Great Books for Halloween Part 2

There are so many really good books out here that is it hard to pick just one. As a children's librarian, it is always best to keep an arsenal of books on hand to keep children interested, and entertained for the annual Halloween story time. For parents, educators or avid readers, a full list of Halloween tales is available by contacting me at lvnlibrarian@yahoo.com In the meantime I will be remiss not to mention two more outstanding picture books for the younger crowd and two for the older elementary crowd who want a little more "scary in their holiday.
Frankie Stein by Lola M. Schaefer is a great book about a little monster of a boy who has to find his place in his very scary Frankenstein family. His parents don't think he looks like them, his hair is the wrong color. His skin is not the right shade of green either. Actually it is quite soft and peachy. And walking like them, well that seems to be a bit of a problem too. So little Frankie decides he will find his own way of being scary. Children will love to find out how he accomplishes this task.
The Old Lady Who Was Not Afraid Of Anything by Linda Williams is a delightful story of a woman on her way home being followed by shoes, pants, shirts, top hat, gloves and a scary pumpkin face. By the end of the story, the readers find out that the Old Lady is not only fearless, but also a very clever lady. Pick up the book to find out how she uses her wits.

• _Entries shown_
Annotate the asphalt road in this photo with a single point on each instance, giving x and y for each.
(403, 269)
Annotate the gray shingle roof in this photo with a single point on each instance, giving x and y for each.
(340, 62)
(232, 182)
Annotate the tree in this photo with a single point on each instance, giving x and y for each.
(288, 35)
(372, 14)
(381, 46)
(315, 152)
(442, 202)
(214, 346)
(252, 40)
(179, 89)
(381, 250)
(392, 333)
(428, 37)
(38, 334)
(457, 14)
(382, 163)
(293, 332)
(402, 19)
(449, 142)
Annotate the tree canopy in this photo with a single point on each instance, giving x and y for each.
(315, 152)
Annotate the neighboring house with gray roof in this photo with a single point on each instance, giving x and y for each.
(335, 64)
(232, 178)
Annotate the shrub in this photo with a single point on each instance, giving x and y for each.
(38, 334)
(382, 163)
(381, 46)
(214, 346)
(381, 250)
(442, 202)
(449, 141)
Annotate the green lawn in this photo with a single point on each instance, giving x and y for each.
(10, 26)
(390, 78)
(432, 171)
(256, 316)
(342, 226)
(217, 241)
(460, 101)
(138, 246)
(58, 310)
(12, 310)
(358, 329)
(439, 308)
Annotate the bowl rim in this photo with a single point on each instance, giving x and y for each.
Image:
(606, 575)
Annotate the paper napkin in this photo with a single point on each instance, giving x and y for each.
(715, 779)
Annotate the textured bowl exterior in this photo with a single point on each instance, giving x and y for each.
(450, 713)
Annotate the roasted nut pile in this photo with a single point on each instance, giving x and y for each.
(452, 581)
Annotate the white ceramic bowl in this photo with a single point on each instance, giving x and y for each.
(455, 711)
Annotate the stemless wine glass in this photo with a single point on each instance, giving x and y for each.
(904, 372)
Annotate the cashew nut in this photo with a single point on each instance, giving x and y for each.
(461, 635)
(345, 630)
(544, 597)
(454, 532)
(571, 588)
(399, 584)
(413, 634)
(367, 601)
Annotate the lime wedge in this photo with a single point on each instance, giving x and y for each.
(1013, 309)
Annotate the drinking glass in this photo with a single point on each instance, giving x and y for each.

• _Task instructions_
Reproduce the stretch of the Halloween books post from "The Old Lady Who" through "uses her wits.". The records play no part here.

• _The reply_
The Old Lady Who Was Not Afraid Of Anything by Linda Williams is a delightful story of a woman on her way home being followed by shoes, pants, shirts, top hat, gloves and a scary pumpkin face. By the end of the story, the readers find out that the Old Lady is not only fearless, but also a very clever lady. Pick up the book to find out how she uses her wits.